Using the entries that follow, write out the line containing "Please identify the boat rope", the line containing "Please identify the black", and every line between them, exactly and nothing else.

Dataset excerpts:
Content starts

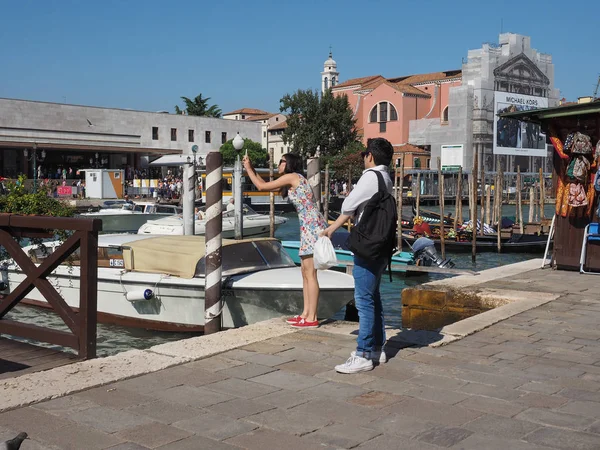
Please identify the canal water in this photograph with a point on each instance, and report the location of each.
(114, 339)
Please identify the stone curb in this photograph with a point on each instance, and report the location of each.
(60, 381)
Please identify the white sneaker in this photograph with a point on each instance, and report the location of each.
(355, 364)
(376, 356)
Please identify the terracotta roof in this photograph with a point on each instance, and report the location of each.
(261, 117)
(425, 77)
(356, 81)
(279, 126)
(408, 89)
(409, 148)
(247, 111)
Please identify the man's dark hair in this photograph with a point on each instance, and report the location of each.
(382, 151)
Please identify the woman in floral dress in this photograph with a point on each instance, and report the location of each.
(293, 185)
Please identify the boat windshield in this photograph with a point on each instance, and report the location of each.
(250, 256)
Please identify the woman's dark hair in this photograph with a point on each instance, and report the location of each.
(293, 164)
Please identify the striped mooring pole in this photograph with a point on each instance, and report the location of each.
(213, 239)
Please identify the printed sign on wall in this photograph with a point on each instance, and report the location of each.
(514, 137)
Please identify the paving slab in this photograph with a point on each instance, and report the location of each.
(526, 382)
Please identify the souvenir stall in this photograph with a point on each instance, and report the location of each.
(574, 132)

Content ends
Content starts

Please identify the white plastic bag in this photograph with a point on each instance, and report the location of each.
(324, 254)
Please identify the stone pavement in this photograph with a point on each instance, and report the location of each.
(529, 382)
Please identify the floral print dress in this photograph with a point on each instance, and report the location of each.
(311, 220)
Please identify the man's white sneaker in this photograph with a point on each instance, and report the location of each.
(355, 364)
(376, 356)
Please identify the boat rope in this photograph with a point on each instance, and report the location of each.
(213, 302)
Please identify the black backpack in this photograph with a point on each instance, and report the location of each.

Content ends
Content starts

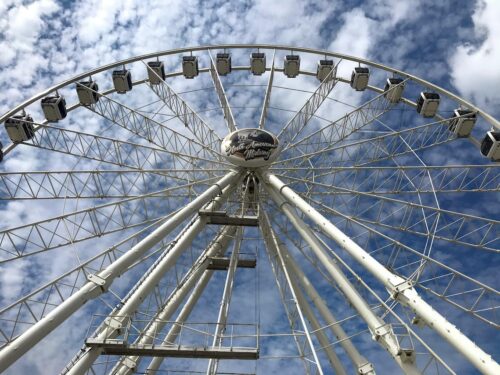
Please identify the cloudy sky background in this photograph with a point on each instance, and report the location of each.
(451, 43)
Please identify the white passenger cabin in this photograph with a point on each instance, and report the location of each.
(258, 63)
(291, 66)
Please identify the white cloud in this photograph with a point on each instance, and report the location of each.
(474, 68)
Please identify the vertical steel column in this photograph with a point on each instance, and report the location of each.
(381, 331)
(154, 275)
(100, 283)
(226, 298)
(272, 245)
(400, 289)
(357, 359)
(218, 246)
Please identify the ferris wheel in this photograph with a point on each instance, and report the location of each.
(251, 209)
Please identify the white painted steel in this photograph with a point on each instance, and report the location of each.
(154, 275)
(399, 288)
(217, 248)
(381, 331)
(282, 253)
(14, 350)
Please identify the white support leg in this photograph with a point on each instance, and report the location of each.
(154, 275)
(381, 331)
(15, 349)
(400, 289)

Content ends

■ SOLVED PROBLEM ■
Please identify the boat rope in this photograph with a point on each instance, and report the location of each.
(213, 302)
Please identify the black backpack in this photograph with a point on each instance, and report the location of each.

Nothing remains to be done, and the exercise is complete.